*Consignes*:
(A) Reproduisez, s'il vous plaît, le passage de l'article sur La Sérénade qui commence à "Cette version impliquera" et se termine à "message de l'œuvre.".
(B) D'après l'article sur La Sérénade, qui signe la chorégraphie de la production avignonnaise ?
(C) Rédigez la suite de l'article sur La Sérénade de Sophie Gail et Sophie Gay, après sa dernière phrase.

Pour les fêtes, l'Opéra Grand Avignon ressuscite La Sérénade de Sophie Gail et Sophie Gay
Résurrection d’Avignon
Le 6 juin 2019, la cheffe d'orchestre Debora Waldman dirige à Besançon la Symphonie "Grande Guerre" d’une autre grande compositrice méconnue (heureusement, relativement moins mais dont cette œuvre était pourtant alors donnée en création mondiale) : Charlotte Sohy. Le lendemain, la musicologue Florence Launay spécialiste des compositrices vient présenter à la cheffe la partition de La Sérénade. “J'ai accepté de la lire, se remémore Debora Waldman, pour voir les qualités de l’œuvre (et pas parce qu’elle est l’œuvre d’une femme). Je l’ai déchiffrée, j’en ai constaté tout l’intérêt. Au point que, si je ne me suis pas intéressée à l’œuvre parce qu’elle était signée d’une femme, il me semble clair que le fait qu’elle soit signée d’une femme (et même de deux) est très certainement la raison pour laquelle cette pièce a été si longtemps oubliée. J’ai beaucoup apprécié cette œuvre pétillante, qui sera parfaite pour les fêtes de Noël, et je suis très heureuse que Frédéric Roels ait accepté de monter le projet (avec le soutien du Palazzetto Bru Zane pour le grand travail d’édition).”
Et pour cause, le projet de ressusciter cet opéra correspond pleinement au projet présenté par Frédéric Roels lorsqu’il prit la Direction de l’Opéra Grand Avignon, comme il nous le détaillait en interview. Il y correspond même triplement, répondant aux trois axes de ce mandat, d’abord fondé sur la diversité des formes de l'opéra par “la combinaison entre différents langages, musical, chorégraphique, théâtral”. La Sérénade ne saurait mieux répondre à cette combinaison car il s’agit d’un “opéra-comique” associant donc parties jouées et chantées, et d’autant plus que la chorégraphie (signée Raphaël Cottin) sera présente dans la mise en scène de Jean Lacornerie, qui répond également aux deux autres axes : implication des publics et compagnonnage avec des artistes.
Cette version impliquera en effet le public jusqu’à le faire participer, une marque de fabrique pour Frédéric Roels qui a importé le fructueux concept de l’opéra participatif au fil de ses différents postes (à Liège, Rouen et désormais Avignon). La Sérénade n’a certes pas été ici réécrite comme c’est le cas pour les opéras participatifs (qui sont parfois même créés en format participatif), cette production commencera néanmoins par faire chanter le public, et même lui faire apprendre le chœur final résumant le message de l'œuvre.

*Extrait des données*:
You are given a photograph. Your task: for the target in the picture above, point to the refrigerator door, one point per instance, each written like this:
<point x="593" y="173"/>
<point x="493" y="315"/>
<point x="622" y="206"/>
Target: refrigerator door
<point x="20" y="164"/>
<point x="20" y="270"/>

*Réponses finales*:
(A)
Cette version impliquera en effet le public jusqu’à le faire participer, une marque de fabrique pour Frédéric Roels qui a importé le fructueux concept de l’opéra participatif au fil de ses différents postes (à Liège, Rouen et désormais Avignon). La Sérénade n’a certes pas été ici réécrite comme c’est le cas pour les opéras participatifs (qui sont parfois même créés en format participatif), cette production commencera néanmoins par faire chanter le public, et même lui faire apprendre le chœur final résumant le message de l'œuvre.

(B) Raphaël Cottin.

(C)
Le spectacle présente le spectacle
Pour proposer cette œuvre inconnue au public, le metteur en scène a justement décidé d’impliquer le public, littéralement mais aussi en lui montrant cette œuvre comme en train de se recréer sous ses yeux, par les interprètes qui la découvrent. L’élaboration de ce spectacle suscitant de nombreuses questions aux artistes, ceux-ci les aborderont tout simplement et directement sur scène, offrant par la même occasion autant de réponses et d’explications directement au public : sur les enjeux, les messages, les références parsemées dans cette pièce (de quoi avoir en somme le texte et l’explication de texte en même temps, ou plutôt imbriqués tour à tour).
“Je voudrais faire partager au public le plaisir de la découverte de l’œuvre, comme si nous nous mettions tous autour de la table pour lire la pièce et que nous essayions de comprendre comment et pourquoi les deux créatrices ont (re)travaillé l’œuvre, décidé de mettre en musique telle partie et pas telle autre, explique le metteur en scène Jean Lacornerie qui souhaite ainsi essayer de rentrer dans l'atelier de ces deux artistes et avec elles de construire un opéra en dépliant par moments certaines allusions et jeux de références, pour que les gens les comprennent.”
Car si cette production marque une résurrection de La Sérénade en opéra-comique, cet opéra-comique à son époque était déjà une résurrection de la pièce de théâtre ainsi nommée et écrite par Jean-François Regnard en 1694. Cet auteur, considéré comme un -voire le- successeur de Molière, suit les fameuses intrigues du théâtre français très inspiré de l’Italie (ce que souligne aussi beaucoup la partition musicale par ses influences) : La Sérénade rappelle énormément L’Avare, un père voulant épouser la demoiselle aimée de son fils et finissant puni, alors qu’on lui joue La Sérénade, en cédant à l’appât du gain (trompé grâce à un valet nommé “Scapin” mais aussi ici par la servante, Marine).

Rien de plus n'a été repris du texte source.